TAREFAS E EXERCÍCIOS:
• a. Extraia, sem alterações, o trecho sobre o fluido ruminal de bezerras que vai de "Neste estudo é" a "concentrado e forragem.".
• b. Prolongue o texto sobre o fluido ruminal de bezerras a partir do ponto em que ele termina.

TRECHO PARA LEITURA:

____

O pH do fluído ruminal coletado no final do 3o. e 4o. períodos foi superior do que aquele coletado no final do 2o. período (Tabela 5). Não foram observadas diferenças entre as forragens fornecidas para o 2o. ou 3o. períodos. Entretanto, ao final do 4o. período o pH ruminal dos animais consumindo feno de timóteo foi menor do que o observado para animais consumindo feno de alfafa.
O meio ruminal se desenvolveu rapidamente rápido, uma vez que as bezerras receberam dieta sólida a partir dos 10 dias de idade. O fornecimento ainda mais cedo, a partir dos 3 dias de idade, de concentrado inicial de boa qualidade, tem sido recomendado como prática que estimula o desenvolvimento do rúmen permitindo o desaleitamento precoce sem prejuízos ao desempenho de bezerros.
Neste estudo é provável que o processo de desenvolvimento do meio ruminal ocorreu próximo do tempo da primeira amostra do rúmen que foi retirada na oitava semana de idade uma vez que alimento sólido foi fornecido a partir de10 dias de idade.
Os dados mostram que houve um aumento do pH do fluído ruminal ao mesmo tempo em que o consumo de forragem relativo ao consumo de concentrado aumentou. Lalles e Poncet (1988) mostraram que no desaleitamento, o pH do fluído ruminal foi de aproximadamente 6,0 e permaneceu nesse nível nas próximas 10 semanas, quando as bezerras receberam somente uma dieta com proporções constantes de concentrado e forragem.
Tabela 5. pH do fluido ruminal de bezerras alimentadas com diferentes forragens.
A concentração de ácidos graxos de cadeia curta (AGCC) no fluído ruminal também foi medida ao final do 2o., 3o., e 4o. períodos (Tabela 6). As concentrações de acetato foram maiores ao final do 4o. período do que após o terceiro período. O propionato foi superior após o 2o. período quando comparado aos outros períodos de avaliação. No entanto, o butirato foi maior após o segundo período do que após o terceiro período de avaliação.

____

(Dados coletados)
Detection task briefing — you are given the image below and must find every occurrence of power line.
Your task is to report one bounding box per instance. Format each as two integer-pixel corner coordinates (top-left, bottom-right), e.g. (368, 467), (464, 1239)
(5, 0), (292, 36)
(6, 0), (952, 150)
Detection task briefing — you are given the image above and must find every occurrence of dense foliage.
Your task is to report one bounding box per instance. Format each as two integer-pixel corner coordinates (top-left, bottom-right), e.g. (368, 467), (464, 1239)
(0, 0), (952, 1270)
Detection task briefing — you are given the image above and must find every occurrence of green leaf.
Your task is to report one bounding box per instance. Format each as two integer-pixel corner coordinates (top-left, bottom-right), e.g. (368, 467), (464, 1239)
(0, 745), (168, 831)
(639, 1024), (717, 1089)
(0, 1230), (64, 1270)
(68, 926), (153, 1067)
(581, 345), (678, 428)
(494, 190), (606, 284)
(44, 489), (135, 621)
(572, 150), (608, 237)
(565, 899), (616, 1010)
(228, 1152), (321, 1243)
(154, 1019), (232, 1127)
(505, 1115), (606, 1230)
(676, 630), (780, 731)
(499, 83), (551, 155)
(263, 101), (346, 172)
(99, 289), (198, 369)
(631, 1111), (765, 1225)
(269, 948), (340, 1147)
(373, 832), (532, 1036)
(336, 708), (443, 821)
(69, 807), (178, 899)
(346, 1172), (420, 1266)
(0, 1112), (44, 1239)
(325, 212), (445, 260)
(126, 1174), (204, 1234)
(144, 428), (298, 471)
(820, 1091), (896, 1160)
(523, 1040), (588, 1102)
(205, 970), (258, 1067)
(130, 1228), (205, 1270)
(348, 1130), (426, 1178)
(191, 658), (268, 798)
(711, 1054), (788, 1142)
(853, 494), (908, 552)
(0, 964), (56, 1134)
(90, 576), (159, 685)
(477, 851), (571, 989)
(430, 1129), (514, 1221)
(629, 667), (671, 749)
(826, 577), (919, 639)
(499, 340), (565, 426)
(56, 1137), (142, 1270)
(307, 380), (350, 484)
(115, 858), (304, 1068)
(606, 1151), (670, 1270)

____

RESULTADOS DAS TAREFAS:
• a.
Neste estudo é provável que o processo de desenvolvimento do meio ruminal ocorreu próximo do tempo da primeira amostra do rúmen que foi retirada na oitava semana de idade uma vez que alimento sólido foi fornecido a partir de10 dias de idade.
Os dados mostram que houve um aumento do pH do fluído ruminal ao mesmo tempo em que o consumo de forragem relativo ao consumo de concentrado aumentou. Lalles e Poncet (1988) mostraram que no desaleitamento, o pH do fluído ruminal foi de aproximadamente 6,0 e permaneceu nesse nível nas próximas 10 semanas, quando as bezerras receberam somente uma dieta com proporções constantes de concentrado e forragem.

• b.
Tabela 6. Concentração de ácidos graxos de cadeia curta no fluido ruminal (mM) coletado de bezerras alimentadas com diferentes forragens.
O perfil de AGCC no fluído ruminal também é afetado pelo nível de forragem na dieta. Lalles e Poncet (1988) mostraram que houve uma pequena redução nos níveis de acetato e propionato entre 10 e 20 semanas de idade. Williams et al (1985) mostraram que com aumento de palha na dieta, houve aumento nos níveis de acetato enquanto os níveis de propionato e valerato diminuíram. Isso confirma os dados deste experimento onde houve um decréscimo no nível de propionato durante o terceiro período quando o consumo de forragem começou a aumentar enquanto o consumo de concentrado inicial foi limitado a 2Kg/dia e um aumento no acetato no 4o. período durante o qual o consumo de forragem quase dobrou.
Neste estudo o consumo de forragem com um percentual do total de MS aumentou de 4,8 para 14,8% e 32,8% do segundo até o quarto período enquanto a proporção de acetato:propionato aumentou de 2,01 para 2,87 e 4,04 nos correspondentes períodos.
Conclusões
Esse estudo mostra que as bezerras consumirão quantidades comparáveis de MS de forragem na forma de silagem ou feno. Entretanto, dependendo da qualidade da forragem, seu consumo voluntário será variável. O tipo de forragem não teve efeito significativo no desenvolvimento do rúmen no que diz respeito à concentração de ácidos graxos de cadeia curta e pH do fluido ruminal. Portanto, uma vez que não houve efeitos adversos quando silagem foi fornecida até para bezerras mais novas, silagem de alta qualidade pode ser recomendada como uma boa fonte de forragem para esses animais.
Referências
Bush, R.S. The effects of hay and silage on growth and rúmen function in Young Holstein calves. Can. J. Anim. Sci., n.71, p.145-153, 1991.
Forbes, J.M. The voluntary food intake of farm animals. Butterworth's, London, UK. 1986.
Lalles, J.P.; Poncet, C. Evolution de quelques parameters digestifs et metaboliques chez le veau avant et après sevrage en relation avec la degradabilite des proteins alimentaires. Reprod. Nutr. Develop, n.28, p.143-144, 1988.
Williams, et al. The effects of growth, food intake and rumen volume of including untreated or ammonia-treated barley straw in a complete diet for weaning calves. Anim. Prod. , n.41, p.63-74, 1985.
Comentários
O manejo alimentar de bezerras durante o chamado período de transição entre não-ruminante e ruminante funcional é extremamente importante para a manutenção de boas taxas de crescimento. Como tratamos anteriormente, o fornecimento de concentrado inicial e água à vontade desde a primeira semana de vida é obrigatório em programas que visam o desaleitamento precoce. A presença de ácidos graxos voláteis no rúmen, como conseqüência do consumo de alimento sólido estimula o desenvolvimento do rúmen no que diz respeito ao crescimento de papilas. Este processo é estimulado principalmente pelos ácidos butírico e propiônico, enquanto o ácido acético não tem participação.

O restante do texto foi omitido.